• [What to do]: Each entry should be transcribed exactly as written, and any picture left out.

• [Given information]:
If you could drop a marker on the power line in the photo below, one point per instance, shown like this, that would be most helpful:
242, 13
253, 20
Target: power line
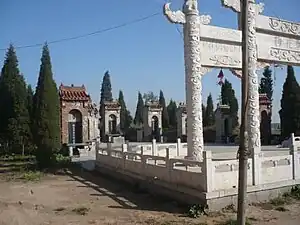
88, 34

• [Written answer]:
If you could drop a marker on the power line in the photo below, one point per instance, shown like this, that would be most helpful:
242, 13
253, 20
Target: power line
88, 34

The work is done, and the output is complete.